Collected data
⟨
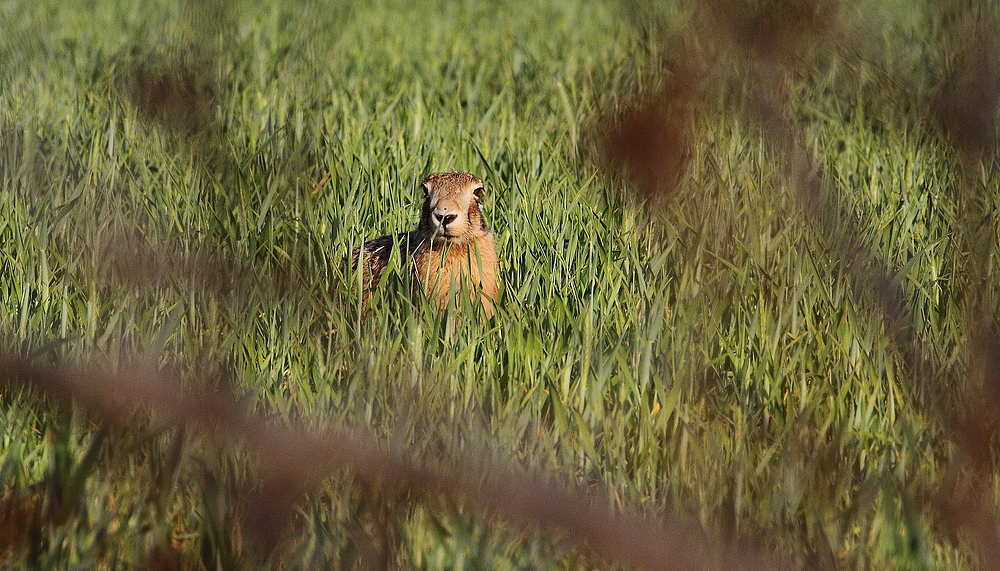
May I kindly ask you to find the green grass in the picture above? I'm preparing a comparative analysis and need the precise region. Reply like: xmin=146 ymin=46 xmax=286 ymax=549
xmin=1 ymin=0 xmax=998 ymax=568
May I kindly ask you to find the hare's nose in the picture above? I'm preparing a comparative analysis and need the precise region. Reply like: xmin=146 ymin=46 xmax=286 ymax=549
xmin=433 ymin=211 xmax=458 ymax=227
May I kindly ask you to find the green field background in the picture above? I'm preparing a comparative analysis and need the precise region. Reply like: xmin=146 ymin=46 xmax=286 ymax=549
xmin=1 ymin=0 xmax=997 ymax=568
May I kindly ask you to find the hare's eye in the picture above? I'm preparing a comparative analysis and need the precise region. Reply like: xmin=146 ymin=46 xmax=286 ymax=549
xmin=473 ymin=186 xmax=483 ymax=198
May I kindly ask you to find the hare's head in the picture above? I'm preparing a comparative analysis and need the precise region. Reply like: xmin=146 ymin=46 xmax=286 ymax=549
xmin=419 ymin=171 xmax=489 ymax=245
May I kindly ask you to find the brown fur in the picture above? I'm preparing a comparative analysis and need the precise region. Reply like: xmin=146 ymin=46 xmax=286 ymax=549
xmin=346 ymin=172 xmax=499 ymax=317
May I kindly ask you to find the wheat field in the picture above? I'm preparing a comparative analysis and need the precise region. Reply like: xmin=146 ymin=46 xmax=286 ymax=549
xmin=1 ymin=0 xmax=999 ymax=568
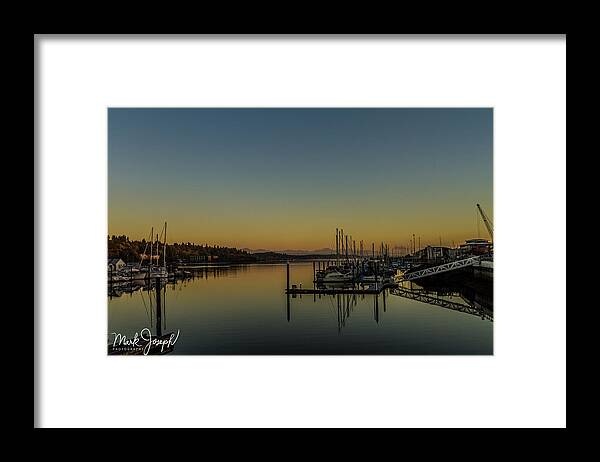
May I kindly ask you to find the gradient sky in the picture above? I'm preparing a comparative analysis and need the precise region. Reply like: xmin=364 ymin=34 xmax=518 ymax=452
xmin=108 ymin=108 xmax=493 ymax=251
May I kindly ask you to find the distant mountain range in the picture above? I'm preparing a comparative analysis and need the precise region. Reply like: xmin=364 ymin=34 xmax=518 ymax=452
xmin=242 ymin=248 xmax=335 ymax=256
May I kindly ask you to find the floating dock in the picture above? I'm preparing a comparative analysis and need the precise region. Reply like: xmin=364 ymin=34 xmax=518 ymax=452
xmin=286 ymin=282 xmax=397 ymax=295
⟩
⟨
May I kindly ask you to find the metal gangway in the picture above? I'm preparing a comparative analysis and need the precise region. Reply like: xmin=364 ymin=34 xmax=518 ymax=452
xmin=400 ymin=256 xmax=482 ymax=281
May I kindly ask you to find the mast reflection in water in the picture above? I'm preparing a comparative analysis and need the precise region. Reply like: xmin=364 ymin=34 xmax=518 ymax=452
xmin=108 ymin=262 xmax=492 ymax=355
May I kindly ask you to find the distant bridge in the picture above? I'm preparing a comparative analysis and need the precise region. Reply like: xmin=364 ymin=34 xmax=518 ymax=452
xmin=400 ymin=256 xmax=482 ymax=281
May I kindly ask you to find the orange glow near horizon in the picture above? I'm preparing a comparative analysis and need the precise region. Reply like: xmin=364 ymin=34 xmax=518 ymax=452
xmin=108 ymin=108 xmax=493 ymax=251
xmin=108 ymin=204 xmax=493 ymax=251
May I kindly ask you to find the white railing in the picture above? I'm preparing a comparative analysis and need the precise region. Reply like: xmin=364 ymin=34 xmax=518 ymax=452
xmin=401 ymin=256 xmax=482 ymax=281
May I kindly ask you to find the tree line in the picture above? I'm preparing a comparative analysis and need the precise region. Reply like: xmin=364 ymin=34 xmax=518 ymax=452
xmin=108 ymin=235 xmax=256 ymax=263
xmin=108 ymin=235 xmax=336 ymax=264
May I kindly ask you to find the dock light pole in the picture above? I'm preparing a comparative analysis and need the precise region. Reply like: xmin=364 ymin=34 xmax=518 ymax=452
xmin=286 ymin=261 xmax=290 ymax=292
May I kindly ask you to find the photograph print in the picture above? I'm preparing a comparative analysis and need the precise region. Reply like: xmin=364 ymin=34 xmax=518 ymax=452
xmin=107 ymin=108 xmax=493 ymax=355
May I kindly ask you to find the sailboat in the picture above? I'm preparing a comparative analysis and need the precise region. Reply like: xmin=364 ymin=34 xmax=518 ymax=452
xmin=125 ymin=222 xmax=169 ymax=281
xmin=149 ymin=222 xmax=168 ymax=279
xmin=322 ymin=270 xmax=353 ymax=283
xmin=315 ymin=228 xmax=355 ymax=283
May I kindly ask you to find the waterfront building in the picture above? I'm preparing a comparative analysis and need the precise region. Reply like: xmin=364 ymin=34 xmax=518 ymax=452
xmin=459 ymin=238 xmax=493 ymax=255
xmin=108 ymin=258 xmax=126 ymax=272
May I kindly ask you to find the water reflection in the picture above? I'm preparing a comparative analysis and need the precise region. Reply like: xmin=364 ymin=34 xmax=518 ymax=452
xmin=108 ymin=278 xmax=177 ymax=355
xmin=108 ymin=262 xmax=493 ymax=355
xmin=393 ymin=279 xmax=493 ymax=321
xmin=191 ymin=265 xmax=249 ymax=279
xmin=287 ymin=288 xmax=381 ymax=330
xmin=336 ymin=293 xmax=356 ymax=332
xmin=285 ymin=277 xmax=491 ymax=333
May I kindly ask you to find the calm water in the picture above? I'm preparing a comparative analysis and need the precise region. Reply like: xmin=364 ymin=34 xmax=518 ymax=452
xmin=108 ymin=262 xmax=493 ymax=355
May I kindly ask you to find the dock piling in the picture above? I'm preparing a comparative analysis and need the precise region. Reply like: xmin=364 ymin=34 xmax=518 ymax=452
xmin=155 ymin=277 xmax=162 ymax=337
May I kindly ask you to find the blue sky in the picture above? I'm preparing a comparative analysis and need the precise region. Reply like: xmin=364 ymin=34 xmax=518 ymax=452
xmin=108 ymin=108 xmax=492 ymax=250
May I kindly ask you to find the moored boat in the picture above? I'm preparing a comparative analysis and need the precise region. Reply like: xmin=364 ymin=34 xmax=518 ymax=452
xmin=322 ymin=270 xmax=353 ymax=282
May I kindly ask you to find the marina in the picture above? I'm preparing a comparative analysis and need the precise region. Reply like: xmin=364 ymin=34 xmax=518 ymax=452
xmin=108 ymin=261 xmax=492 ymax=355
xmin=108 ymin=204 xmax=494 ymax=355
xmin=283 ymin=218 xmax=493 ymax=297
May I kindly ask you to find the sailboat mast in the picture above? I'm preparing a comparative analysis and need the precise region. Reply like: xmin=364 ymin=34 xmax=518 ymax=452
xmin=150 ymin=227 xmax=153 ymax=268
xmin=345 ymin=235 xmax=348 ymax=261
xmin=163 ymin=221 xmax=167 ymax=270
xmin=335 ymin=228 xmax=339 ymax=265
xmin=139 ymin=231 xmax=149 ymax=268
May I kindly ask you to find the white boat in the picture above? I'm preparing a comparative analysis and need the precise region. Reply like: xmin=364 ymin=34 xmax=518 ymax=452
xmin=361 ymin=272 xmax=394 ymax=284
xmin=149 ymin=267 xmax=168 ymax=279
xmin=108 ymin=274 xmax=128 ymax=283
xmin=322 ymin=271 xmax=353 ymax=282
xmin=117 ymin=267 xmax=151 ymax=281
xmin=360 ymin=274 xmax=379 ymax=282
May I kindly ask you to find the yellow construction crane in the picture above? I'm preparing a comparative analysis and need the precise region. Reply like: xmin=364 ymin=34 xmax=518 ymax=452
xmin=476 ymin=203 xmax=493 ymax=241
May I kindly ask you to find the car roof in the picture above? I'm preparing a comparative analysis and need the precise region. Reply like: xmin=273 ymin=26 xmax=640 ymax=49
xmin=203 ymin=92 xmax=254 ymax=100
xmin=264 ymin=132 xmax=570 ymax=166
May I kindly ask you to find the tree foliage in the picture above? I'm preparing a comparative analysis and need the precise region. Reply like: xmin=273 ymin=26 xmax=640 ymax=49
⟩
(How to complete this task) What is needed is a verbatim copy of every line in the records above from the one containing "May I kindly ask you to find the yellow" down to the one containing "May I kindly ask you to find the tree foliage", both included, and nothing more.

(Problem solution)
May I kindly ask you to find the yellow construction crane in the picture above? I'm preparing a comparative analysis and need the precise region. Reply like: xmin=364 ymin=34 xmax=518 ymax=452
xmin=476 ymin=203 xmax=493 ymax=241
May I kindly ask you to find the car roof in the picture above? I'm preparing a comparative analysis and need the precise region. Reply like: xmin=273 ymin=26 xmax=640 ymax=49
xmin=203 ymin=92 xmax=254 ymax=100
xmin=264 ymin=132 xmax=570 ymax=166
May I kindly ask you to find the tree foliage in the picture above? I'm preparing a comparative analysis and need the precise region. Reply like: xmin=273 ymin=26 xmax=640 ymax=49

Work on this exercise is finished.